» TASK PROMPT
Say, as a bare number, how many lines of the listing contain "positive".

» INPUT DATA
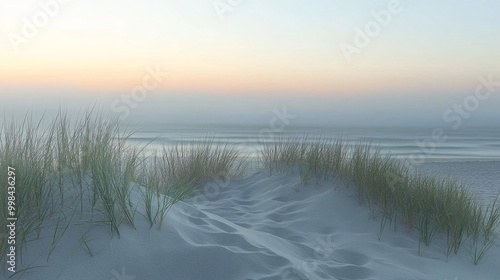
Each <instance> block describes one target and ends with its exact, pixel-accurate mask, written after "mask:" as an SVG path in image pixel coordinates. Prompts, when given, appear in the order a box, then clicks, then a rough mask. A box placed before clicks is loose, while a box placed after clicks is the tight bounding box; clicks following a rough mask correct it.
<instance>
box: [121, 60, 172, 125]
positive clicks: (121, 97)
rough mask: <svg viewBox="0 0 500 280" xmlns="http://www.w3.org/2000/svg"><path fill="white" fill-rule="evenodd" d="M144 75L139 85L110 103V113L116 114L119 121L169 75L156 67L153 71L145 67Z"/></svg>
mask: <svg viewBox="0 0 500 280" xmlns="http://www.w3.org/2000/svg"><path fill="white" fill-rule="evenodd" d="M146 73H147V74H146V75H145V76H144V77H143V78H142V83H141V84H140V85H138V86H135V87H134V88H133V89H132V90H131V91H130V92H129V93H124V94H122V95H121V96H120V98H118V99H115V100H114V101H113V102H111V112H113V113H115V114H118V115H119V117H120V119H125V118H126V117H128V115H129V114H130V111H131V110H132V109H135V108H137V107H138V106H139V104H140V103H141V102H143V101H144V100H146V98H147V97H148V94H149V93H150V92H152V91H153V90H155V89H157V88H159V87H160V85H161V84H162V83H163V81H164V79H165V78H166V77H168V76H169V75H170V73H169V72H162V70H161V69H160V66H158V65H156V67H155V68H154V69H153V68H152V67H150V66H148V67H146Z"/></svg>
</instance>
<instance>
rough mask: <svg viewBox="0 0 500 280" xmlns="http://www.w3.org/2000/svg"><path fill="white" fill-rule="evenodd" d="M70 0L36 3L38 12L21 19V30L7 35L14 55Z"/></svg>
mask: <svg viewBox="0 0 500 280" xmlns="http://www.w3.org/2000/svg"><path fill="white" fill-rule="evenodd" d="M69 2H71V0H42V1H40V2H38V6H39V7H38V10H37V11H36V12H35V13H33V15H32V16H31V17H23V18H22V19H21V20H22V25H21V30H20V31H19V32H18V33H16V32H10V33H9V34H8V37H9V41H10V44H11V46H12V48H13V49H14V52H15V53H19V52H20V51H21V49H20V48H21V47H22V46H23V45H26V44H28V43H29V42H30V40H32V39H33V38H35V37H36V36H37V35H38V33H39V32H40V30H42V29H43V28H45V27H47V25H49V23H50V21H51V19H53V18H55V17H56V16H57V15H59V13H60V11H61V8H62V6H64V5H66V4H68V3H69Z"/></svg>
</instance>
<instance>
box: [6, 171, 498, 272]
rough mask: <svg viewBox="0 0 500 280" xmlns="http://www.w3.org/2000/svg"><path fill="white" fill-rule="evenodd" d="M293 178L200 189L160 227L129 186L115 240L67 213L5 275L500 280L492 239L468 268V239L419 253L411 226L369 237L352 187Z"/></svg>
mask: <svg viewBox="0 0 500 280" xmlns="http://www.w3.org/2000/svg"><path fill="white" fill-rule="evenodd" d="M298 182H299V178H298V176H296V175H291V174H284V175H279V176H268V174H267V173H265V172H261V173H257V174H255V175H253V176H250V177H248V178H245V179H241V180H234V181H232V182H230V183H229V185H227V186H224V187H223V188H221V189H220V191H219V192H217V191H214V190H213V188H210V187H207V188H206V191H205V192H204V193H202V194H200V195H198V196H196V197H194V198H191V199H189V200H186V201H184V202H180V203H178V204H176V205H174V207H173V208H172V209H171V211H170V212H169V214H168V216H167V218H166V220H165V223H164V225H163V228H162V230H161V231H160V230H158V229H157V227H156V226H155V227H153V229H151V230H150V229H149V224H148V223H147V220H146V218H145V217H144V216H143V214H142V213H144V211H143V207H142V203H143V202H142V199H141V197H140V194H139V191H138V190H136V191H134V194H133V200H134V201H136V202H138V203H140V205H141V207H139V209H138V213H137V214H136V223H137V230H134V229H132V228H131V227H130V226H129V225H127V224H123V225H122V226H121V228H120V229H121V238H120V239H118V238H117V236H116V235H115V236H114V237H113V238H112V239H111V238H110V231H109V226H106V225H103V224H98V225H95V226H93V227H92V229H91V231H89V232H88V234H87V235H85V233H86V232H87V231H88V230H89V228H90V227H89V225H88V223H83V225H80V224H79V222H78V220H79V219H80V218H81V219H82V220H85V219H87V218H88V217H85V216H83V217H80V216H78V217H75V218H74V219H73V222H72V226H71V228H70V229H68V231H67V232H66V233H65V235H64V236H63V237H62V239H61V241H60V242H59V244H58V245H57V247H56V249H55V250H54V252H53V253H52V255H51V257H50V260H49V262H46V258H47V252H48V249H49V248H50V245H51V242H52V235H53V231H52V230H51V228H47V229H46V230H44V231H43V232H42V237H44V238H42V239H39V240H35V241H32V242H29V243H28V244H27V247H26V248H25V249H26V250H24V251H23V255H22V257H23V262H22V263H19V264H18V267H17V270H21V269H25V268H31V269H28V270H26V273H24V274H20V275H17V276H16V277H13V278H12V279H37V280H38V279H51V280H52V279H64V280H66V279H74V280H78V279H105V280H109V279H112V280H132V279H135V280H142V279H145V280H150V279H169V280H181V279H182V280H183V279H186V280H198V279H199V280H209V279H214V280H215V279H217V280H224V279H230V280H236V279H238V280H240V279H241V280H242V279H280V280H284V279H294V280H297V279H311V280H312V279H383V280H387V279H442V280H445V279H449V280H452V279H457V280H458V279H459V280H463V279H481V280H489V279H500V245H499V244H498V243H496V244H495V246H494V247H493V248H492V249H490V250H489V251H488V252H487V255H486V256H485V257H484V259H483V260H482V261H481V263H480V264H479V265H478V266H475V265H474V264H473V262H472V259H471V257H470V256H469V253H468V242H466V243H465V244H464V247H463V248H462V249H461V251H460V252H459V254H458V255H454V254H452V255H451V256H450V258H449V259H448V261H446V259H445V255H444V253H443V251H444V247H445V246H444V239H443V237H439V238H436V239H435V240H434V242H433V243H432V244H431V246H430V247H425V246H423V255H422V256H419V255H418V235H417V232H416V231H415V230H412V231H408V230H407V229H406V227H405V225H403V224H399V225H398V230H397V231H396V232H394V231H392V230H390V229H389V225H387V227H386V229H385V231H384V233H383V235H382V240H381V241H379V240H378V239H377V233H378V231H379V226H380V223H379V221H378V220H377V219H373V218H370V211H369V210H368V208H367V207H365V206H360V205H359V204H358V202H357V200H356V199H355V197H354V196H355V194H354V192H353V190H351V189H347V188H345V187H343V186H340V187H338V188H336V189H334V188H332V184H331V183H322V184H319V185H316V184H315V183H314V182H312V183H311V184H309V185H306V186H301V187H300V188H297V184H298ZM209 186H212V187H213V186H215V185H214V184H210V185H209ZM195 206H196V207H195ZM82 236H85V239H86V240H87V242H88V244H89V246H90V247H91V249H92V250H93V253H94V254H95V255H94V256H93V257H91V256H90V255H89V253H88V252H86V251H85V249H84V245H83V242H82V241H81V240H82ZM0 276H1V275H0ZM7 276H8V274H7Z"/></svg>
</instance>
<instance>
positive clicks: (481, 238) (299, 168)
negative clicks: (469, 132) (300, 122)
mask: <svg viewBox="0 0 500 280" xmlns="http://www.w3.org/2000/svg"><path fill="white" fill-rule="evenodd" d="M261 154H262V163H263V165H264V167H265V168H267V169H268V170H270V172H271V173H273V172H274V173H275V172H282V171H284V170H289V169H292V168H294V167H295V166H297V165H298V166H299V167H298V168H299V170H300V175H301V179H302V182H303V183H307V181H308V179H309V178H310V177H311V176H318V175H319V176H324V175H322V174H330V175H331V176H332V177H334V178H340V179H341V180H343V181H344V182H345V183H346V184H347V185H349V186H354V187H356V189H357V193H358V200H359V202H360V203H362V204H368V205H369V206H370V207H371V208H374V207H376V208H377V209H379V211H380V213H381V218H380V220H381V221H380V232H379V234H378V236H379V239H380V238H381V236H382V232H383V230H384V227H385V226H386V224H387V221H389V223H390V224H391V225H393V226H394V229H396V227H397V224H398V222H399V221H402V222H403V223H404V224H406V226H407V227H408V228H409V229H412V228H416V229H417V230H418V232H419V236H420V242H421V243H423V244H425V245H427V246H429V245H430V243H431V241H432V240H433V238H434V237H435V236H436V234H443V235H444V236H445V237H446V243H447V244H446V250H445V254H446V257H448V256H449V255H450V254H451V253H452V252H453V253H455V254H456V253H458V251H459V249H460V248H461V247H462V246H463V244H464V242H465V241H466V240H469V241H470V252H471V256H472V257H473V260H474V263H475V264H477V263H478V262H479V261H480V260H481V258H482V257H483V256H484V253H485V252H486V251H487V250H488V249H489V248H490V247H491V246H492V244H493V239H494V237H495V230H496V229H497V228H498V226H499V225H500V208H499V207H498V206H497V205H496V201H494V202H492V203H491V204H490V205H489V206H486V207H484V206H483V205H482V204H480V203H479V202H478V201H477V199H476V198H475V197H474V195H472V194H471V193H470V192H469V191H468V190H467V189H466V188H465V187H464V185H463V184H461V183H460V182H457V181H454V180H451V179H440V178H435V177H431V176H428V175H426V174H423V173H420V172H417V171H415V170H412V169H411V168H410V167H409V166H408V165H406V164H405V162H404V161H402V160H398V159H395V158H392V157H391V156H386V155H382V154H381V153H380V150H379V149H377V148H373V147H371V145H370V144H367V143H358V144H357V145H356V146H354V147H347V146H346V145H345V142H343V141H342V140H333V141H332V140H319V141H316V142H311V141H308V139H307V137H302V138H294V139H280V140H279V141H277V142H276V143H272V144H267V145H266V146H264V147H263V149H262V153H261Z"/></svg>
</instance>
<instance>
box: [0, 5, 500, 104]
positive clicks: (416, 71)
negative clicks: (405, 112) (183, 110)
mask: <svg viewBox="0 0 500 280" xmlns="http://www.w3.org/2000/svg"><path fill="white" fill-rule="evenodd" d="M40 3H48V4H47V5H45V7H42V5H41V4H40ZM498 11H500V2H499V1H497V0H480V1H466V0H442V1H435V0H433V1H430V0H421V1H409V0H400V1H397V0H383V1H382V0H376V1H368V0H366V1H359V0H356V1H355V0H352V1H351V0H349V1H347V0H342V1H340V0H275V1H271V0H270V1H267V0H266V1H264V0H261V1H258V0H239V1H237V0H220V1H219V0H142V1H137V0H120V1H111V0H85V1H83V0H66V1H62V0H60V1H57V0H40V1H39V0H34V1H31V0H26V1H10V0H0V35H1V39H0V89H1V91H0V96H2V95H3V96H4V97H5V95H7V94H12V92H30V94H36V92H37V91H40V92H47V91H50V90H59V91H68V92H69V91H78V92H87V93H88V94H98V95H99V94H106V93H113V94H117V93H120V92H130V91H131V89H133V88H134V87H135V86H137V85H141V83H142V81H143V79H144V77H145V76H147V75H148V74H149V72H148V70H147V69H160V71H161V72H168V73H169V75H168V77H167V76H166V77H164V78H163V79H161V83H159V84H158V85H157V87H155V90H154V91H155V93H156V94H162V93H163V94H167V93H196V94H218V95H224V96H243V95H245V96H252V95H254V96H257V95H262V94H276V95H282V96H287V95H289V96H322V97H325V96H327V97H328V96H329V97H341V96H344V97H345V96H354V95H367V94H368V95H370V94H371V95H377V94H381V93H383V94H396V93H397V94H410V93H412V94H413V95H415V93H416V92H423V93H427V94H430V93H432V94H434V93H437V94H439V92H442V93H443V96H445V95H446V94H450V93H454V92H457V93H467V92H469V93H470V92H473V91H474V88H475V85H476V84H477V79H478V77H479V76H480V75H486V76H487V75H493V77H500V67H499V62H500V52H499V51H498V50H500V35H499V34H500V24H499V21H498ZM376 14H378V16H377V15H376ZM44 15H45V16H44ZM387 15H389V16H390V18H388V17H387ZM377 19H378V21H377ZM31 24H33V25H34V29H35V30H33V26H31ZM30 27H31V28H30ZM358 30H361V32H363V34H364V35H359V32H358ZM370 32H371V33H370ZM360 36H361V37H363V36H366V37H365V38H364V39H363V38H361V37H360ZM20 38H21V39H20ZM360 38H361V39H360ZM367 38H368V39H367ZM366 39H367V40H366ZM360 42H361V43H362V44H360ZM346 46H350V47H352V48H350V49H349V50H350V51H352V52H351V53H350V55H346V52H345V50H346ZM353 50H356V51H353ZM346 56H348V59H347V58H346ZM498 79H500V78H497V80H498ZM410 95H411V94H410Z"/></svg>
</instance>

» TASK SOLUTION
3